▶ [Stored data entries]
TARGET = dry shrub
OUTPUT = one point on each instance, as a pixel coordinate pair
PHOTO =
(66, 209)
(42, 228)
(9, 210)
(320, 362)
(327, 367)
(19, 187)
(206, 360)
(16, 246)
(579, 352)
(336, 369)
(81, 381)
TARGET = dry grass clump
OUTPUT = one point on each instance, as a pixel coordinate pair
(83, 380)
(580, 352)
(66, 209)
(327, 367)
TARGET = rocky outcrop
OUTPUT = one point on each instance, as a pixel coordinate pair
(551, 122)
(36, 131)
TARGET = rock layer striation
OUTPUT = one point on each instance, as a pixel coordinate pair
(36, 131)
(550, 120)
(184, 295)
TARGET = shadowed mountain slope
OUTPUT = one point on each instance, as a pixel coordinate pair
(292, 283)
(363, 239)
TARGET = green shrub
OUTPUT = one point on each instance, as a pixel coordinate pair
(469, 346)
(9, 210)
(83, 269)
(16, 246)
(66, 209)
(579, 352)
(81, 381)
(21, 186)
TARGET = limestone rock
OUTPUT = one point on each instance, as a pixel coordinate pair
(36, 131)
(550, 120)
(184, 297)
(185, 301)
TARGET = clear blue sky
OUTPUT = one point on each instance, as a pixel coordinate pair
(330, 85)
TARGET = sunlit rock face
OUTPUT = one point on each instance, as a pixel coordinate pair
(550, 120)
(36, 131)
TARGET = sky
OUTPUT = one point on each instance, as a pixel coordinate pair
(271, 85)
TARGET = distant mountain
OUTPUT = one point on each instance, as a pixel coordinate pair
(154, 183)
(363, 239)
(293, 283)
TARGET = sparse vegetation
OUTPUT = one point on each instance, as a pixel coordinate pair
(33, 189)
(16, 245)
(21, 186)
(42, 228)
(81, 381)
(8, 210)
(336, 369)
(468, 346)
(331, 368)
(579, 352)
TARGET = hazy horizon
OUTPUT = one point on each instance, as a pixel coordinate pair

▶ [PROBLEM] Output the line holding "TARGET = rocky outcrop", then every later line through the end of the records above, exactly as given and nothing else.

▶ [SOLUTION FOR THIS PROBLEM]
TARGET = rocky outcrop
OUTPUT = one point on each instance, as a pixel coordinate pair
(551, 122)
(36, 131)
TARGET = rock layer striation
OUTPUT = one point on each instance, as a pixel coordinate pair
(36, 131)
(550, 120)
(184, 295)
TARGET = shadowed mountain slope
OUTPUT = one point on each instance, as a pixel coordinate pair
(292, 283)
(363, 239)
TARGET = green shrub
OUTPUT = one point on each instance, as a pixel coordinate pair
(469, 346)
(9, 210)
(83, 269)
(16, 246)
(66, 209)
(579, 352)
(81, 381)
(21, 186)
TARGET = limestone rock
OUTPUT = one point on each instance, as a pixel coordinate pair
(36, 131)
(550, 120)
(184, 297)
(185, 301)
TARGET = clear blue sky
OUTPUT = one point on each instance, as a pixel coordinate pair
(330, 85)
TARGET = sunlit rock face
OUTPUT = one point on each instance, as a pixel coordinate pair
(550, 120)
(36, 131)
TARGET = sky
OUTPUT = one point on each instance, as a pixel coordinate pair
(271, 85)
TARGET = distant mountain
OUTPUT = one point on each instance, as a pixel coordinate pair
(154, 183)
(363, 239)
(293, 283)
TARGET = sparse vegetation
OUTPUT = one point on each instance, as a pixel coordinate pair
(33, 189)
(16, 245)
(21, 186)
(42, 228)
(81, 381)
(8, 210)
(336, 369)
(468, 346)
(331, 368)
(579, 352)
TARGET = hazy horizon
OUTPUT = one point on each instance, as a pixel coordinate pair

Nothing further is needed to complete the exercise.